→ **To-do list**:
**A)** From the solar panel dataset passage, copy the text starting at "Value of the" and ending at "in different conditions.".
**B)** List the hazards that the solar panel dataset passage gives as examples of situations where drones have shown their effectiveness.
**C)** Answer these questions using the solar panel dataset passage:
(i) Which institution is listed as the data source location?
(ii) What is the name of the repository holding the data?
(iii) What does the research compare in order to identify faults in PV systems?

═══ Excerpted passage ═══

Data source location	Institution: California State University City/Town/Region: Fullerton Country: United States Latitude and longitude (and GPS coordinates) for collected samples/data: 33.8823° N, 117.8851° W
Data accessibility	Primary Data With the article Repository name: Mendeley Data Data identification number (DOI): 10.21227/fjbq-0321 Direct URL to data: https://data.mendeley.com/datasets/3fr92f4xy9/1

Value of the Data

• •The data presented in this work can interest a broader community of researchers involved in designing and modeling machine learning algorithms for optimizing solar panels.
• •With this data, the readers can evaluate the behavior of PV systems under different shading and fault conditions at various temperatures to better understand the performance of PV panels in different conditions.
• •In this research, we compare a variety of machine learning (ML) algorithms to identify faults in PV systems. These results can be helpful for comparing with other ML algorithms to enhance the performance of PV based systems to power drones, lookout towers, small electronic devices, embedded systems, and many others. Drones have shown their effectiveness during natural or human-made hazards such as forest fires, nuclear accidents, floods, and others. In such operation before the deployment of solar powered drones, the presented data will enable to test the performance of PV modules in different hazardous operating conditions. Even smart sensors installed at a remote location can be powered by PV based system. The presented dataset is useful for simulating its performance in various operating conditions.

═══ Supplied material ═══

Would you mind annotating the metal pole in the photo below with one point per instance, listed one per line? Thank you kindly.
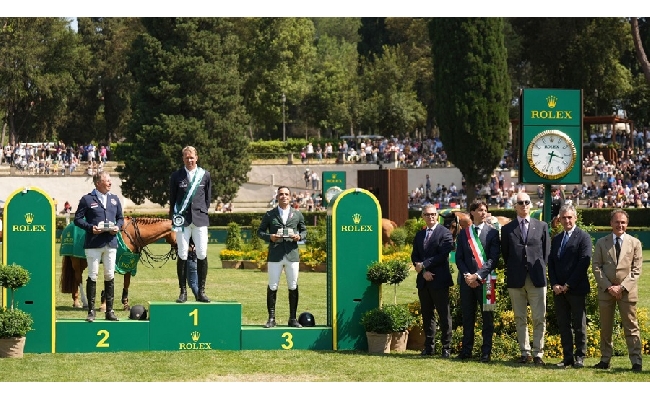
(284, 127)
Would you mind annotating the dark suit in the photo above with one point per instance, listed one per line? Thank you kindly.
(470, 297)
(526, 279)
(570, 268)
(434, 294)
(271, 222)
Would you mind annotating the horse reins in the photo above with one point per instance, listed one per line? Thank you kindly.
(149, 257)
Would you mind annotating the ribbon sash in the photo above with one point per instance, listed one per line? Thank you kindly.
(189, 195)
(489, 287)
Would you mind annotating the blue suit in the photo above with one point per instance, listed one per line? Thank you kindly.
(434, 294)
(91, 212)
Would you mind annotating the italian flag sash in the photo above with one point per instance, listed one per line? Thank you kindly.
(489, 287)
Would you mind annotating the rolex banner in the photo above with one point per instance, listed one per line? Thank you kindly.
(28, 228)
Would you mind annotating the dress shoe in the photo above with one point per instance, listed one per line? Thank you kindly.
(602, 365)
(564, 364)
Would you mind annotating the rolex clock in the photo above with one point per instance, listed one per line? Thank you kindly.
(551, 154)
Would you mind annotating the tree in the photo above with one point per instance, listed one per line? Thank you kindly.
(472, 94)
(188, 93)
(37, 62)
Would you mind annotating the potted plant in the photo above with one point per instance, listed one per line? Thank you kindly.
(14, 323)
(379, 327)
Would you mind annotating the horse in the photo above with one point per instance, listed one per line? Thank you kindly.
(136, 234)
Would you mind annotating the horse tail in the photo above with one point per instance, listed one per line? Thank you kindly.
(67, 284)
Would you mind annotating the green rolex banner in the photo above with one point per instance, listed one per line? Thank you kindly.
(28, 228)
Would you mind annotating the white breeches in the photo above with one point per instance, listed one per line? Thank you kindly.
(199, 235)
(107, 255)
(291, 271)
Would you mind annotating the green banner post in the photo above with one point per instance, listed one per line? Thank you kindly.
(354, 242)
(551, 139)
(28, 228)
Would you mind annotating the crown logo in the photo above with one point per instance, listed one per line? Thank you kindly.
(356, 217)
(551, 101)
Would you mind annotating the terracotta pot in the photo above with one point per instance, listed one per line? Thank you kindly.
(416, 339)
(378, 343)
(398, 341)
(12, 347)
(234, 264)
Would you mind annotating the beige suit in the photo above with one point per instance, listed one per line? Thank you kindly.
(625, 273)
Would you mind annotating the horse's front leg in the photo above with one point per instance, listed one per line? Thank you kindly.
(125, 291)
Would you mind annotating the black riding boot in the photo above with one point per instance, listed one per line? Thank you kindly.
(109, 289)
(91, 290)
(293, 306)
(180, 272)
(202, 272)
(125, 298)
(271, 296)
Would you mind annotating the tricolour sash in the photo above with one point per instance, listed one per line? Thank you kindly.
(177, 219)
(489, 287)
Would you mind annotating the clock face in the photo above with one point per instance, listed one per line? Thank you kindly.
(331, 192)
(551, 154)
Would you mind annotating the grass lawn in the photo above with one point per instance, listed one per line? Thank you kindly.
(248, 287)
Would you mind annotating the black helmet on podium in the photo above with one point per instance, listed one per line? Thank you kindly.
(306, 319)
(138, 312)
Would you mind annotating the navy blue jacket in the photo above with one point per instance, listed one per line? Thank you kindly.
(571, 268)
(435, 257)
(91, 212)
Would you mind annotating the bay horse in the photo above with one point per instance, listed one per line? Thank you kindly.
(136, 234)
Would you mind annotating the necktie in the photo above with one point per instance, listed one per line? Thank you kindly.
(564, 240)
(524, 230)
(428, 236)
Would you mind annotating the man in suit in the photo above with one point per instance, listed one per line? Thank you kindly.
(477, 255)
(430, 256)
(100, 214)
(283, 227)
(190, 194)
(525, 246)
(567, 272)
(617, 267)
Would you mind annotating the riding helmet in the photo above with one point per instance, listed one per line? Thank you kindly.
(138, 312)
(306, 319)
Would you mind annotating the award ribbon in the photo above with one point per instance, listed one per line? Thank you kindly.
(178, 220)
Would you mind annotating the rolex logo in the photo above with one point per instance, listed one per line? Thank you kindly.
(551, 101)
(356, 217)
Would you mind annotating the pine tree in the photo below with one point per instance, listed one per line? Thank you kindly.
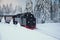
(29, 6)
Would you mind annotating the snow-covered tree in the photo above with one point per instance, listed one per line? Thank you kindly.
(29, 6)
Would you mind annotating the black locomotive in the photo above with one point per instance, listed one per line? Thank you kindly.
(25, 19)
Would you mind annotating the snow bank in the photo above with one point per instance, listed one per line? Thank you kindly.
(52, 29)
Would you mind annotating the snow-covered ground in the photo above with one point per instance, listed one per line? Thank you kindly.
(52, 29)
(16, 32)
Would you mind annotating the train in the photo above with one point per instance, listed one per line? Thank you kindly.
(24, 19)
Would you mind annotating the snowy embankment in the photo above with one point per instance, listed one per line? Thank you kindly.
(52, 29)
(16, 32)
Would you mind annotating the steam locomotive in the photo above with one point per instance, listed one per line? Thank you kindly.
(25, 19)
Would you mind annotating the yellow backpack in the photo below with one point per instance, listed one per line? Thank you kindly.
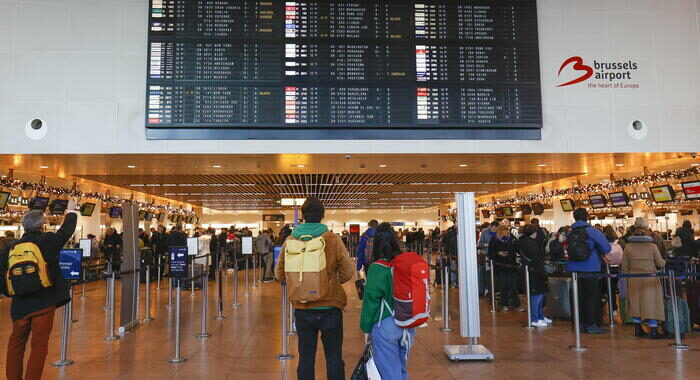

═══

→ **Responses to the tasks**:
**A)**
Value of the Data

• •The data presented in this work can interest a broader community of researchers involved in designing and modeling machine learning algorithms for optimizing solar panels.
• •With this data, the readers can evaluate the behavior of PV systems under different shading and fault conditions at various temperatures to better understand the performance of PV panels in different conditions.

**B)**
Forest fires
Nuclear accidents
Floods

**C)**
(i) California State University
(ii) Mendeley Data
(iii) A variety of machine learning (ML) algorithms